• ЗАДАНИЕ 1
Отфильтруйте записи и выпишите каждую строку, в которой есть слово «sweater».

• ПРИВЕДЁННЫЙ ТЕКСТ
##############################

23 апреля 1891 г. Нью-Йорк.

Милый друг мой, пишу вам по делу и страшно боюсь, что письмо не застанет вас в Париже. Вчера в обществе здешних музыкальных тузов зашел разговор о том, что для здешнего первого симфонического оркестра нужны два концертмейстера. Ради отыскания их капельмейстер Дамрош едет в Европу. Меня вдруг осенила мысль, что вам бы недурно попасть сюда, и я тотчас же сказал Дамрошу, что лучше вас он никого не найдет. Им нужны концертмейстеры-солисты. Дамрош ужасно заинтересовался вами, но его смущает ваша крайняя молодость. Это последнее обстоятельство может помешать вам быть первым концертмейстером, но зато вы легко можете быть вторым. Я бы ужасно советовал вам принять приглашение. Вы не поверите, что это за удивительная страна и как здесь легко иметь с вашим талантом колоссальный артистический и материальный успех. Скрипачей здесь таких, как вы, и подобия нет. Вы в 10 лет можете сделаться настоящим богачом. Условия вам предложат, наверно, очень выгодные. Дамрош в конце мая едет в Берлин и останется там три недели, адрес его вы узнаете в американском посольстве.


Дневник

24 апреля.

«Чайковский, полный, с проседью, хорошо сложенный, интересный человек лет около шестидесяти (!!!). Он, кажется, немного стесняется и отвечает на рукоплескания рядом резких и коротких поклонов. Но как только берет палочку, его самообладание возвращается». Вот что я прочел сегодня в «Herald». Меня злит, что они пишут не только о музыке, но и смущении и удивляются моим «резким и коротким поклонам».

На репетицию отправился в 10 с половиной часов, пешком. Насилу нашел с помощью рабочего вход в зал. Репетиция прошла очень хорошо. По окончании сюиты музыканты кричали что-то вроде «hoch». Весь облитый потом, должен был беседовать с М-me Рено, ее старшей дочерью и двумя другими дамами. У Рено. Пароходный билет, инструкция касательно поездки в Филадельфию и Бостон. Переодевшись, поспешил к Майеру, где меня ожидал Руммель целых полтора часа, чтобы проиграть второй концерт. Однако мы его не играли, а вместо того я упражнялся в красноречии, т. е. доказывал, что мне нет никакого основания принимать его предложение дирижировать в каком-то концерте 17 числа даром. Завтракали с Майером в итальянском ресторане. В 7-м часу неожиданно явился милый П. С. Боткин[118] из Вашингтона. Он приехал нарочно для концерта. В 7 с половиной часов за мной заехали Гайд с женой. Второй концерт. Шла оратория «Илия» Мендельсона. Прекрасная, но несколько растянутая вещь. В антракте был таскаем по ложам к различным здешним тузам.

##############################

• ДАННЫЕ ЗАПИСИ
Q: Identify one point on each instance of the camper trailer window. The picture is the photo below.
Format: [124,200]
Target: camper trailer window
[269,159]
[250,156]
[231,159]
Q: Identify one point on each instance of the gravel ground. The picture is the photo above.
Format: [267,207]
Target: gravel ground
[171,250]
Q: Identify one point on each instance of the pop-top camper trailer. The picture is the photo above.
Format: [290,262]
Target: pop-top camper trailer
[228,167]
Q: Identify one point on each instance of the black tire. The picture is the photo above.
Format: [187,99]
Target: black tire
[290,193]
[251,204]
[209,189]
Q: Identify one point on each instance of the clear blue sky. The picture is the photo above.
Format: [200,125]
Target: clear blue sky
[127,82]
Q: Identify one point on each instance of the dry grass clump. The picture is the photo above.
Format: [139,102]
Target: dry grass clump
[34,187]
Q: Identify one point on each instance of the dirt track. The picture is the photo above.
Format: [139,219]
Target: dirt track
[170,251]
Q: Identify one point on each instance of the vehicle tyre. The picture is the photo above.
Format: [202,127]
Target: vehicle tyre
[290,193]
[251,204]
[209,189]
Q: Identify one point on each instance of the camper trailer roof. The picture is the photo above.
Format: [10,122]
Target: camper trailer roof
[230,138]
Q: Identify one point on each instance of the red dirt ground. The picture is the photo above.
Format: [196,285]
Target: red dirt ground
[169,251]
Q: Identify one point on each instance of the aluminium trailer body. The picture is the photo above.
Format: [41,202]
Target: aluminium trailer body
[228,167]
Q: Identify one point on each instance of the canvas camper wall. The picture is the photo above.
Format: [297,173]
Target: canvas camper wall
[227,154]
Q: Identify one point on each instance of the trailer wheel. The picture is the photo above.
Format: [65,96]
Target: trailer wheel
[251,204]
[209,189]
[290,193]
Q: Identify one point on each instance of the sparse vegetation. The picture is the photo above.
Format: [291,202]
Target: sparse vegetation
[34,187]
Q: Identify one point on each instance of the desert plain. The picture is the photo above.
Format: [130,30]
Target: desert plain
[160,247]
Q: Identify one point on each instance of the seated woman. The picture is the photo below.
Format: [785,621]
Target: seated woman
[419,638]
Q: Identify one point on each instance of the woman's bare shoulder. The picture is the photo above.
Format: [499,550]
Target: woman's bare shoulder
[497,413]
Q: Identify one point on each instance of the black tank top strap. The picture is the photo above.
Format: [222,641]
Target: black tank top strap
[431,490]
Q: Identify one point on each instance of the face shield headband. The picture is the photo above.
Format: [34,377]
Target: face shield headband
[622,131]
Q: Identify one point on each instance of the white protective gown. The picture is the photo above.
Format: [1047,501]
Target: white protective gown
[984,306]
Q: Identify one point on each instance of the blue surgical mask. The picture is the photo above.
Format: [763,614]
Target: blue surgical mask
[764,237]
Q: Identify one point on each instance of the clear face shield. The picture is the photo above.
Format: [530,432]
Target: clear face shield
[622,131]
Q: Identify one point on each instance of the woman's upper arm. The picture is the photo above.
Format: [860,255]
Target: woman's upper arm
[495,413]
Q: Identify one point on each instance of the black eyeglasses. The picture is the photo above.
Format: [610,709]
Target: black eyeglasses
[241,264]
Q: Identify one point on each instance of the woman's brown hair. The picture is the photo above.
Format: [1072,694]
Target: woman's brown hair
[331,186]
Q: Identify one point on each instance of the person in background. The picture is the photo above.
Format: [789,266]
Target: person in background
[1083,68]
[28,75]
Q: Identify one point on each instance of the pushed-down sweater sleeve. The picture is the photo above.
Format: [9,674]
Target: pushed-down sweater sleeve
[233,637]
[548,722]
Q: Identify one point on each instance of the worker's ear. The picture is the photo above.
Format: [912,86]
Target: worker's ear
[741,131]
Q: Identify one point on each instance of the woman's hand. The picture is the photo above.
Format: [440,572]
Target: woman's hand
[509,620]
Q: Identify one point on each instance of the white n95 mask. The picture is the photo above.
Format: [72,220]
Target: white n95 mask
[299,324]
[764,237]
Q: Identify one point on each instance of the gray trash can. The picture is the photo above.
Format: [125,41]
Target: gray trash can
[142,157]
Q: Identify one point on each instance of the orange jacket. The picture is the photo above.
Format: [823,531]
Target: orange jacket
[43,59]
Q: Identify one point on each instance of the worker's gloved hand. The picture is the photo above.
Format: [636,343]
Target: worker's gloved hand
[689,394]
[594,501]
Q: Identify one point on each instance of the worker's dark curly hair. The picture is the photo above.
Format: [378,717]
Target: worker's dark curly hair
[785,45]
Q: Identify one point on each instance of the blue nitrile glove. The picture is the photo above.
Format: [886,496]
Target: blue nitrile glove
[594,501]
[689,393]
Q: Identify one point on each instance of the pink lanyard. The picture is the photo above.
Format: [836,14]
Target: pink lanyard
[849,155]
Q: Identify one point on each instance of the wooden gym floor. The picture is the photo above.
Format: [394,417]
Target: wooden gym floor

##############################

• ЗАДАНИЕ 2
Куда, согласно приведённому тексту, Дамрош едет в конце мая?

• ОТВЕТ 1
Q: Identify one point on each instance of the pushed-down sweater sleeve. The picture is the photo above.
Target: pushed-down sweater sleeve

• ОТВЕТ 2
В Берлин.